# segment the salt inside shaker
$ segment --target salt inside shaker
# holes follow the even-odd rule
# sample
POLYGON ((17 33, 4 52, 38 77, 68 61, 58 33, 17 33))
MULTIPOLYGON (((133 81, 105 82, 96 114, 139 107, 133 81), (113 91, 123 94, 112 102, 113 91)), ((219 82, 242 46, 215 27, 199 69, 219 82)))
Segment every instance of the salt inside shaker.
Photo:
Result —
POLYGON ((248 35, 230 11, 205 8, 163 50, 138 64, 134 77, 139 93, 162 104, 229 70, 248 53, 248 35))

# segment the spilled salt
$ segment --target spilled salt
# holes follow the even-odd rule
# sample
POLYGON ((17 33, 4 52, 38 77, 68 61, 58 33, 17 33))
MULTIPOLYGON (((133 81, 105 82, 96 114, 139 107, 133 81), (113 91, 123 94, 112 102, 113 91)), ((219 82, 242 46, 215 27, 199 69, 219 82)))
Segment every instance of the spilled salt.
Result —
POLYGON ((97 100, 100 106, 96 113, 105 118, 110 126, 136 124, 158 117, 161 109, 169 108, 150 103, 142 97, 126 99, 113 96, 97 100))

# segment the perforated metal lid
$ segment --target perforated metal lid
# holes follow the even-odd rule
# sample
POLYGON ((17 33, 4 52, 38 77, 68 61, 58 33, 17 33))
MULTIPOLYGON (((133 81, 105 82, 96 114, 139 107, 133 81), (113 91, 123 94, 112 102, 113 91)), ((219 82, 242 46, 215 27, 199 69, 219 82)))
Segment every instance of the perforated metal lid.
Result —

□ □ □ □

WHAT YOU NEED TO DO:
Copy out all three records above word for word, keeping every line as it is.

COMPLETE RESPONSE:
# segment the salt inside shaker
$ segment --target salt inside shaker
# holes follow the even-odd rule
# sample
POLYGON ((17 33, 4 52, 38 77, 68 61, 58 33, 17 33))
MULTIPOLYGON (((133 81, 105 82, 96 114, 139 107, 133 81), (113 91, 123 94, 112 102, 113 91)), ((219 82, 242 46, 215 27, 199 69, 219 82)))
Segment every instance of the salt inside shaker.
Photo:
Result —
POLYGON ((248 35, 230 11, 205 8, 163 50, 138 64, 134 77, 139 93, 162 104, 229 70, 248 53, 248 35))

# segment the spilled salt
$ segment --target spilled salt
# holes follow the even-odd rule
# sample
POLYGON ((17 33, 4 52, 38 77, 68 61, 58 33, 17 33))
MULTIPOLYGON (((133 81, 105 82, 96 114, 139 107, 133 81), (113 91, 123 94, 112 102, 113 91)), ((219 82, 242 46, 215 27, 199 69, 219 82)))
Segment every instance of the spilled salt.
Result —
POLYGON ((97 100, 100 106, 96 113, 105 118, 110 126, 136 124, 158 117, 161 109, 169 108, 150 103, 142 97, 126 99, 113 96, 97 100))

# segment the perforated metal lid
$ segment --target perforated metal lid
# holes follow the even-odd rule
# sample
POLYGON ((17 33, 4 52, 38 77, 68 61, 58 33, 17 33))
MULTIPOLYGON (((133 81, 105 82, 96 114, 139 107, 133 81), (113 91, 123 94, 112 102, 113 91)), ((219 82, 242 46, 215 27, 199 69, 219 82)))
Segment every instance of the perforated metal lid.
Result —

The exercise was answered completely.